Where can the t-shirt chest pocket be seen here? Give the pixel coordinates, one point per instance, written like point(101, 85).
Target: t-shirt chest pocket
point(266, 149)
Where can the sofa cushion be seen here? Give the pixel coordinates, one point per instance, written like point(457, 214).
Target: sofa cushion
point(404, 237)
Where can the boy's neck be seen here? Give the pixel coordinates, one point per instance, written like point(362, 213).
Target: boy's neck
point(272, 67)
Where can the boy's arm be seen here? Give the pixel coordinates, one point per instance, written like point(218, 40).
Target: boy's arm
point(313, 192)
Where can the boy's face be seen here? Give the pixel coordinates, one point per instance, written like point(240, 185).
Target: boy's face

════════

AIM: Each record above should be restated word for word.

ANSWER TO THIS PROBLEM:
Where can the t-shirt chest pocket be seen here? Give the pixel coordinates, one point per instance, written like point(101, 85).
Target: t-shirt chest pocket
point(266, 149)
Where can the sofa cushion be seen here? Give the pixel coordinates, one point per instance, written like point(457, 214).
Target: sofa cushion
point(404, 237)
Where can the boy's neck be seen here? Give the pixel coordinates, one point per instance, written like point(362, 213).
Target: boy's neck
point(272, 67)
Where can the boy's arm be seen here? Give the pixel coordinates, one point per instance, written like point(218, 40).
Target: boy's arm
point(313, 192)
Where can the boy's face be seen here? Give the pixel coordinates, one point per instance, written like point(240, 185).
Target: boy's face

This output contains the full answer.